:: Stored data entries ::
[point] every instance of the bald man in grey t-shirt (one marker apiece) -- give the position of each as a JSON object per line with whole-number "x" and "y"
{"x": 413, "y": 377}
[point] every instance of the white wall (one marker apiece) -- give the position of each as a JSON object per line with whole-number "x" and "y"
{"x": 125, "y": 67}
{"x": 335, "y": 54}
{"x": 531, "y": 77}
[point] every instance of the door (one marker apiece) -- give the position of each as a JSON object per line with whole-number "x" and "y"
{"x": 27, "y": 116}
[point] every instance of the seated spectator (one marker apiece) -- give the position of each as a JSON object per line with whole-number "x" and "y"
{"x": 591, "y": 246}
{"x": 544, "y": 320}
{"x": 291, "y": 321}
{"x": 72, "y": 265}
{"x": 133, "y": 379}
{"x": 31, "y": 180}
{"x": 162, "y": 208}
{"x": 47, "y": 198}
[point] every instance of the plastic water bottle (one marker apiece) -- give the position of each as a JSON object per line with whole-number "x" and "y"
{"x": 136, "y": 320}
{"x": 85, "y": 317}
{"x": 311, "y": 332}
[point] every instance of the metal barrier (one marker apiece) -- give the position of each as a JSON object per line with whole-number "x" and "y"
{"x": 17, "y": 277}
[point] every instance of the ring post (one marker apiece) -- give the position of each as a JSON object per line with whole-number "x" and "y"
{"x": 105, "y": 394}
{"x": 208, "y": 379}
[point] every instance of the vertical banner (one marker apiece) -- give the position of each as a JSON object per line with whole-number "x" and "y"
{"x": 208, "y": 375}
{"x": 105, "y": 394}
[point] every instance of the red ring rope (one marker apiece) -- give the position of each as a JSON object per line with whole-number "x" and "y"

:: WHAT THE EXERCISE ASKS ::
Print all of the entries exactly as they appear.

:: WRITTEN RESPONSE ::
[point] every instance of the bald man in grey t-shirt (one marker apiece) -- give the position of each as a JSON object per line with whole-number "x" and "y"
{"x": 413, "y": 377}
[point] every instance of the white wall (one marker apiece) -- give the position of each as a JSON object per line with whole-number "x" and "y"
{"x": 125, "y": 67}
{"x": 335, "y": 54}
{"x": 531, "y": 77}
[point] every instance of the door (one marker apiece) -- give the position of each as a JSON object per line with whole-number "x" and "y"
{"x": 27, "y": 116}
[point] every instance of the seated spectator (one marker apiece) -- give the position of each as a JSON object per line with whole-number "x" and "y"
{"x": 591, "y": 246}
{"x": 544, "y": 320}
{"x": 291, "y": 321}
{"x": 72, "y": 265}
{"x": 133, "y": 379}
{"x": 31, "y": 180}
{"x": 162, "y": 208}
{"x": 47, "y": 198}
[point] every instance of the plastic water bottle (one marker apiece) -- give the position of each as a JSON object per line with whole-number "x" and "y"
{"x": 136, "y": 320}
{"x": 85, "y": 317}
{"x": 311, "y": 332}
[point] every instance of the metal barrier (one marker apiece) -- give the position of each as a JSON object per line with whole-number "x" and "y"
{"x": 17, "y": 277}
[point] every instance of the ring post (one marker apiece) -- give the position of each as a JSON object per line with whole-number "x" and "y"
{"x": 105, "y": 394}
{"x": 208, "y": 379}
[point] every instance of the vertical banner (one marker apiece) -- give the position of each as a JSON object per line with whole-number "x" and "y"
{"x": 208, "y": 375}
{"x": 105, "y": 394}
[point] every instance of the red ring rope (one marker apiece) -- give the position of each as a JSON object per line with whole-number "x" and "y"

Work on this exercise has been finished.